§ SELECTED EXTRACT
________________

Here’s the dental department. Back when I was a student, this was a crumbling building housing a couple of laboratories and lecture halls while the main department was on the other side of the street.


This is the main gate of the college. Back when I was a student the statue didn't exist.




This is the bridge across the Gomti river, behind the college, which I used to cross four times a day back in 1990 to classes and back.


In early 1990, there was a murder down there on the bank on the other side - a man stabbed with iron rods and his head smashed with a rock to prevent identification. I don't know if they ever found the culprit.



TG Hall: this used to be the hostel where I lived in 1989-90. Back then it was a dusty yard surrounded on three sides by a crumbling two storey ancient building with stairs at the corners and a pump in the middle for water. Look at it now.



Nine storeys, and lifts and all.




I think I would like this guy.



I walked the streets for hours. This area, Chowk, once had raw brick buildings and the lanes were packed earth. Now it’s a market of sorts.



There used to be a great little shop at this corner, where we students used to buy excellent sweet milk drinks (lassi). It was an institution. Gone, and replaced by a...shoe store.



This is called the Bada Imamabara, built in the 18th century. Although it’s just behind the college, in all my years in Lucknow I’d only visited it twice before. The big gate is called the Rumi Darwaza.


















Part of it has a maze called the Bhulbhulaiya which legend says is impenetrable without a guide. I went all the way through it and back again in an hour, without a guide of any sort. I detest tourist guide patter anyway.







Look at the way we Indians “respect our ancient culture”:





It’s verboten to wear footwear inside the Imambara – but scribbling on walls is fine.

This is the Martyr's Memorial. I used to come here sometimes on summer evenings to relax.




A godawful tacky “park” allegedly commemorating India’s so-called victory in the 1999 “war” in Kargil (Kashmir):





I can think of better ways of commemoration than those awful figurines.

________________

[An excerpt from a dataset]
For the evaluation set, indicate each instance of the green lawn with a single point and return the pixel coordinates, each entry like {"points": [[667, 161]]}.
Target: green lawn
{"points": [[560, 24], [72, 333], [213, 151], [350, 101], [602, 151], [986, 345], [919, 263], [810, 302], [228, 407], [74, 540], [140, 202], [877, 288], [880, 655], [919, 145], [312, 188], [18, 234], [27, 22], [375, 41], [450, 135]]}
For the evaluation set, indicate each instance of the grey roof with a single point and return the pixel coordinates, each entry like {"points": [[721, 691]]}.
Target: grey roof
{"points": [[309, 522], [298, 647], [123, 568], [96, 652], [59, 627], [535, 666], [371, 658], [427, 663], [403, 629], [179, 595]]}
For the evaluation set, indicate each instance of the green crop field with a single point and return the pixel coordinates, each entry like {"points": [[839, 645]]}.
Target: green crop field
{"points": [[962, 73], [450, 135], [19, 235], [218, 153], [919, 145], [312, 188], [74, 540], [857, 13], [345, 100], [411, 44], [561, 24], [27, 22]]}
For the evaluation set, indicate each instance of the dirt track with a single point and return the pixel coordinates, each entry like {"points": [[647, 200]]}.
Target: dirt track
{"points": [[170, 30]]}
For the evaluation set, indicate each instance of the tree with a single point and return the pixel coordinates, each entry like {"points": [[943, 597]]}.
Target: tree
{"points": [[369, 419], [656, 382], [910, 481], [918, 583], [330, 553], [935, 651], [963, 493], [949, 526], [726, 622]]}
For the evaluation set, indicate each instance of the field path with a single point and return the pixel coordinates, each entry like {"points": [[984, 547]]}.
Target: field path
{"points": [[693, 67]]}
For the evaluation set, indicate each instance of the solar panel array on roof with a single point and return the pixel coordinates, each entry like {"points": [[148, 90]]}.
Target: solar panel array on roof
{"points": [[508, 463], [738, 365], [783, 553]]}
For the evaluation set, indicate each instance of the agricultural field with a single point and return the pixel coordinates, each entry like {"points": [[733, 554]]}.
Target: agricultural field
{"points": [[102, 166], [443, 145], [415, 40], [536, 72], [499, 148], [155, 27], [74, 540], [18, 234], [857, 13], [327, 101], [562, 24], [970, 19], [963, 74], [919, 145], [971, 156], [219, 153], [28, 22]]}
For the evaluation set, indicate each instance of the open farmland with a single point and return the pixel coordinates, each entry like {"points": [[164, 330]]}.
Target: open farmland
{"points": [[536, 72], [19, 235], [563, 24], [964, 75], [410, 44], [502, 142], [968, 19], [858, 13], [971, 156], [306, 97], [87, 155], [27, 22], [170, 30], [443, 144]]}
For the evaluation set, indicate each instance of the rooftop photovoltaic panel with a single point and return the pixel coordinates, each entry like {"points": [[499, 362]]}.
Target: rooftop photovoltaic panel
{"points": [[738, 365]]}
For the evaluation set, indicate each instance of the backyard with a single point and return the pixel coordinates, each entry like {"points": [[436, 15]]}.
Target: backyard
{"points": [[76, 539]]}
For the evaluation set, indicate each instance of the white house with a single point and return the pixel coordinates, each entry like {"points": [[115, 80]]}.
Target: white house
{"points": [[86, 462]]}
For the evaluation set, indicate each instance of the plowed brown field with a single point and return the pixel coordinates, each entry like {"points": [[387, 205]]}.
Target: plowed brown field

________________

§ WHAT THIS EXERCISE ASKS
a) According to the Lucknow travel account, what is the big gate of the Bada Imamabara called?
b) Write the next part of the Lucknow travel account, picking up after its final sentence.

§ THE REPLIES
a) The Rumi Darwaza.

b)
Here’s a squirrel to make you feel better.



Here is where I learnt German and met a certain young woman who, shall we say, taught me certain things. No, I don’t know where she is now.





This is the downtown of Lucknow, Hazratganj. It used to be a ritual for us back then to wander around here on Saturday evening, an activity known as "Ganjing". The benches weren't there then.




One thing about Lucknow that has emphatically not changed is the horrible traffic. I wouldn't dare drive here.


This is the cathedral. Directly opposite was a movie theatre called Mayfair which was the only one in Lucknow which regularly screened English movies. Gone.


This part of Hazratganj is called Janpath. 





Near here, in 1990, on the left of the picture, was a signboard for an electronics shop advertising “Video and Nudio.”



There used to be a wonderful book store called Hobby Corner here, right next to this henna booth, where you could find out-of-print books at farcically low prices; I bought HR Trevor Roper’s The Last Days Of Hitler there for just twenty rupees, among others. Gone.





These fountains didn’t exist back then, though. Not all change is bad.




Sunrise over Lucknow as I left at dawn the next day.




Overall, it was a distinctly mixed experience. If it were not for a couple of old friends I met and who made me feel welcome, I probably wouldn’t have wanted to go back again.